Data for this task:
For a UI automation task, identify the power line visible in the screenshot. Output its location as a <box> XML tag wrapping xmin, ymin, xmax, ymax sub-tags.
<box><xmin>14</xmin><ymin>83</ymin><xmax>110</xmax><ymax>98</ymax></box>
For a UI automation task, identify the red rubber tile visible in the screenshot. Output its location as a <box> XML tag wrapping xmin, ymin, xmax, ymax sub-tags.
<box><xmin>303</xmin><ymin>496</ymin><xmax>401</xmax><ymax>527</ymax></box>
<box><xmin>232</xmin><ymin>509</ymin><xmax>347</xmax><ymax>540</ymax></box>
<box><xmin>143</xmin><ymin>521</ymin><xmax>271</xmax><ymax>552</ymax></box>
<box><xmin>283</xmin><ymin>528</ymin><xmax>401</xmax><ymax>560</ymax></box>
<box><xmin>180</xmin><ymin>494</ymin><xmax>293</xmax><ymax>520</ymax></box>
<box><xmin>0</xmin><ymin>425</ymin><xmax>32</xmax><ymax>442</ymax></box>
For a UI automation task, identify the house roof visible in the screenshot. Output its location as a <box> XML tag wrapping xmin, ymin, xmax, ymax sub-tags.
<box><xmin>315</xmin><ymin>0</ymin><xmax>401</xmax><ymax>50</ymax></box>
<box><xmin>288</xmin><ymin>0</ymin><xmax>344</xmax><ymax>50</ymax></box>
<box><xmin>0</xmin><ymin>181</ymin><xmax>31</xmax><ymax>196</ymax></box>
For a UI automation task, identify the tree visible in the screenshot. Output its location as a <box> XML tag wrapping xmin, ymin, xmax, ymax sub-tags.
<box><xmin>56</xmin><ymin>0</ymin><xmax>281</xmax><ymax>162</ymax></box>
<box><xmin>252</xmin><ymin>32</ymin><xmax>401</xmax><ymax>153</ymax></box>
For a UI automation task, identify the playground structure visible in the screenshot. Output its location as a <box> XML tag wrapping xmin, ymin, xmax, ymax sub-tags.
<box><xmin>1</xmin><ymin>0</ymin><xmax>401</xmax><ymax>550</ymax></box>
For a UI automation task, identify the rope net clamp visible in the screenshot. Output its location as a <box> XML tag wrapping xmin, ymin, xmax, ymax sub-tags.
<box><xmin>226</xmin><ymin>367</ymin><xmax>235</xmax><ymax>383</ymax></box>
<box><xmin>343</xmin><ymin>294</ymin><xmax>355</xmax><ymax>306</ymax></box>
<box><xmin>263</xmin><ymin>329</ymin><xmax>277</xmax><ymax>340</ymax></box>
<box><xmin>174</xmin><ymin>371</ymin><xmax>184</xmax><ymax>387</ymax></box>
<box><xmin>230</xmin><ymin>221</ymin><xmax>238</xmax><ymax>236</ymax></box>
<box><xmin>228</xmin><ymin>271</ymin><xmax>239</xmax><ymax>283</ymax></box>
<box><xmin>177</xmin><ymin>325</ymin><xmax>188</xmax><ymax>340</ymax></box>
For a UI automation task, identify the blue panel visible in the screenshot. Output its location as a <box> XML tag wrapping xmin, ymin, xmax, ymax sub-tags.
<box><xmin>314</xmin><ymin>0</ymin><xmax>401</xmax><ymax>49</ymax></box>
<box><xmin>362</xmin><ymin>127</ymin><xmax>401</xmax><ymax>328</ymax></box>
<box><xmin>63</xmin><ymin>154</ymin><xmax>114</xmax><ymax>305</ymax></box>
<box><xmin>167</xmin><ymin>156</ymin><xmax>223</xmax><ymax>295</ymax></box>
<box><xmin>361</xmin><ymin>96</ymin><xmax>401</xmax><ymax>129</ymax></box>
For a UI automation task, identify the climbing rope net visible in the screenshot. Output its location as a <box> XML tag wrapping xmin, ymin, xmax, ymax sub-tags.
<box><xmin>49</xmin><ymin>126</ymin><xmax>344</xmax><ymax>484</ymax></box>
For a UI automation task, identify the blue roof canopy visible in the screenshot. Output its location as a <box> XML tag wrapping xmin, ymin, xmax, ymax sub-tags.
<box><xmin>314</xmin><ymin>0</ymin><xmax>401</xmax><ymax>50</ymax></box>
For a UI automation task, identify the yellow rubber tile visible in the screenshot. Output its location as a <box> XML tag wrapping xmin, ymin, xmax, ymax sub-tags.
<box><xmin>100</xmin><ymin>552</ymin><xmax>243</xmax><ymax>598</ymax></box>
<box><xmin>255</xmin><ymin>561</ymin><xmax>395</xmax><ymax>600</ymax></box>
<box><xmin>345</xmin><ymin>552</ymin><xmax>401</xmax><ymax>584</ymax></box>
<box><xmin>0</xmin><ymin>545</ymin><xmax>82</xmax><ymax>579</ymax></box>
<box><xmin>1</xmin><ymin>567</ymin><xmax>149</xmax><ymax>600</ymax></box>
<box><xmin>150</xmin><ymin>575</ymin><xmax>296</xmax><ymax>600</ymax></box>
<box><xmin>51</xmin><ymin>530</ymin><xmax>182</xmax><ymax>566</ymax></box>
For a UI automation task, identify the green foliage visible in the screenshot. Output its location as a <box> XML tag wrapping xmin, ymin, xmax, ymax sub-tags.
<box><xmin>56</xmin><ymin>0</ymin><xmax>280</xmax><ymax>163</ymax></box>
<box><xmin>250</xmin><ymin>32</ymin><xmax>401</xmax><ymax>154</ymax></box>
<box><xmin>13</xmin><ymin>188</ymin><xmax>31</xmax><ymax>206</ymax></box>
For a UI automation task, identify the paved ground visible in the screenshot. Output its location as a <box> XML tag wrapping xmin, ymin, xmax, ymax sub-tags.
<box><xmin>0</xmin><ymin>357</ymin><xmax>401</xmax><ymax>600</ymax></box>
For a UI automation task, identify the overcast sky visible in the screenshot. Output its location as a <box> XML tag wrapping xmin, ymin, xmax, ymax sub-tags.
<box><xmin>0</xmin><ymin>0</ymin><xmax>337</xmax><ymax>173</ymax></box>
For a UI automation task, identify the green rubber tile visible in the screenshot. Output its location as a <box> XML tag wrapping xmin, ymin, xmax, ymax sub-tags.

Exercise task:
Copy every row above word for word, leaving nothing out and changing nothing.

Complete answer:
For a UI automation task, identify the power line visible in the screenshot. Output its location as a <box> XML tag wrapping xmin, ymin, xmax, ymax sub-tags.
<box><xmin>14</xmin><ymin>83</ymin><xmax>110</xmax><ymax>98</ymax></box>
For a UI automation task, identify the red rubber tile visible in the screenshot. Output its location as a <box> XML tag wrapping xmin, ymin, xmax, ymax sub-tags.
<box><xmin>303</xmin><ymin>496</ymin><xmax>401</xmax><ymax>527</ymax></box>
<box><xmin>232</xmin><ymin>509</ymin><xmax>347</xmax><ymax>540</ymax></box>
<box><xmin>143</xmin><ymin>521</ymin><xmax>271</xmax><ymax>552</ymax></box>
<box><xmin>283</xmin><ymin>528</ymin><xmax>401</xmax><ymax>560</ymax></box>
<box><xmin>180</xmin><ymin>494</ymin><xmax>293</xmax><ymax>520</ymax></box>
<box><xmin>0</xmin><ymin>425</ymin><xmax>32</xmax><ymax>442</ymax></box>
For a UI automation task, identify the house roof visible in the screenshot. Output its location as a <box> XML tag wrapping xmin, ymin, xmax, ymax sub-tags.
<box><xmin>315</xmin><ymin>0</ymin><xmax>401</xmax><ymax>50</ymax></box>
<box><xmin>288</xmin><ymin>0</ymin><xmax>344</xmax><ymax>50</ymax></box>
<box><xmin>0</xmin><ymin>181</ymin><xmax>31</xmax><ymax>196</ymax></box>
For a UI automation task, identify the tree visible in the screenshot. Output its location as a <box> XML tag wrapping xmin, ymin, xmax, ymax sub-tags.
<box><xmin>56</xmin><ymin>0</ymin><xmax>281</xmax><ymax>162</ymax></box>
<box><xmin>252</xmin><ymin>32</ymin><xmax>401</xmax><ymax>153</ymax></box>
For a UI automation task, identify the playground structure visible in the screenshot. Output its location as a <box> XML tag wrapping xmin, ymin, xmax, ymax sub-tags.
<box><xmin>1</xmin><ymin>0</ymin><xmax>401</xmax><ymax>550</ymax></box>
For a UI automation task, identify the rope net clamp visible in the screenshot. Output its location as a <box> XML tag wrapping xmin, ymin, xmax, ymax sub-tags.
<box><xmin>226</xmin><ymin>367</ymin><xmax>235</xmax><ymax>383</ymax></box>
<box><xmin>343</xmin><ymin>294</ymin><xmax>355</xmax><ymax>306</ymax></box>
<box><xmin>263</xmin><ymin>329</ymin><xmax>277</xmax><ymax>340</ymax></box>
<box><xmin>174</xmin><ymin>371</ymin><xmax>184</xmax><ymax>387</ymax></box>
<box><xmin>230</xmin><ymin>221</ymin><xmax>238</xmax><ymax>236</ymax></box>
<box><xmin>228</xmin><ymin>271</ymin><xmax>239</xmax><ymax>283</ymax></box>
<box><xmin>177</xmin><ymin>325</ymin><xmax>188</xmax><ymax>340</ymax></box>
For a UI automation task, identify the blue panel visible in the screenshot. Output its location as a <box> XML tag wrapping xmin, ymin, xmax, ymax sub-tags.
<box><xmin>314</xmin><ymin>0</ymin><xmax>401</xmax><ymax>49</ymax></box>
<box><xmin>362</xmin><ymin>127</ymin><xmax>401</xmax><ymax>328</ymax></box>
<box><xmin>63</xmin><ymin>154</ymin><xmax>114</xmax><ymax>305</ymax></box>
<box><xmin>167</xmin><ymin>156</ymin><xmax>223</xmax><ymax>295</ymax></box>
<box><xmin>361</xmin><ymin>96</ymin><xmax>401</xmax><ymax>129</ymax></box>
For a UI automation task, identify the climbing rope net visible in the screenshot. Output its location as a <box> XML tag wrapping xmin, ymin, xmax, ymax sub-tags.
<box><xmin>49</xmin><ymin>126</ymin><xmax>344</xmax><ymax>484</ymax></box>
For a UI automation task, identify the blue roof canopy visible in the screenshot. Output its location as a <box> XML tag wrapping xmin, ymin, xmax, ymax sub-tags.
<box><xmin>314</xmin><ymin>0</ymin><xmax>401</xmax><ymax>50</ymax></box>
For a UI automation task, identify the yellow rubber tile visible in the screenshot. Output its location as a <box> XML tag wrapping xmin, ymin, xmax, ymax sub-tags.
<box><xmin>100</xmin><ymin>552</ymin><xmax>243</xmax><ymax>598</ymax></box>
<box><xmin>255</xmin><ymin>561</ymin><xmax>395</xmax><ymax>600</ymax></box>
<box><xmin>345</xmin><ymin>552</ymin><xmax>401</xmax><ymax>584</ymax></box>
<box><xmin>0</xmin><ymin>545</ymin><xmax>82</xmax><ymax>579</ymax></box>
<box><xmin>1</xmin><ymin>567</ymin><xmax>149</xmax><ymax>600</ymax></box>
<box><xmin>150</xmin><ymin>575</ymin><xmax>296</xmax><ymax>600</ymax></box>
<box><xmin>51</xmin><ymin>530</ymin><xmax>182</xmax><ymax>566</ymax></box>
For a UI automation task, identify the green foliage visible in the screenshot. Output its location as a <box> XML tag wrapping xmin, ymin, xmax, ymax sub-tags.
<box><xmin>56</xmin><ymin>0</ymin><xmax>280</xmax><ymax>163</ymax></box>
<box><xmin>250</xmin><ymin>32</ymin><xmax>401</xmax><ymax>154</ymax></box>
<box><xmin>13</xmin><ymin>188</ymin><xmax>31</xmax><ymax>206</ymax></box>
For a UI automation task, identify the paved ground visible in the screenshot. Output its location as a <box> XML tag wrapping xmin, ymin, xmax, ymax sub-tags.
<box><xmin>0</xmin><ymin>357</ymin><xmax>401</xmax><ymax>600</ymax></box>
For a UI automation task, identify the overcast sky visible in the screenshot. Output its location as a <box> XML tag wrapping xmin, ymin, xmax, ymax sub-tags.
<box><xmin>0</xmin><ymin>0</ymin><xmax>337</xmax><ymax>173</ymax></box>
For a UI automation task, identify the green rubber tile visible in the screenshot. Output its location as a <box> XML tag wrapping xmin, ymin, xmax, ymax sub-tags.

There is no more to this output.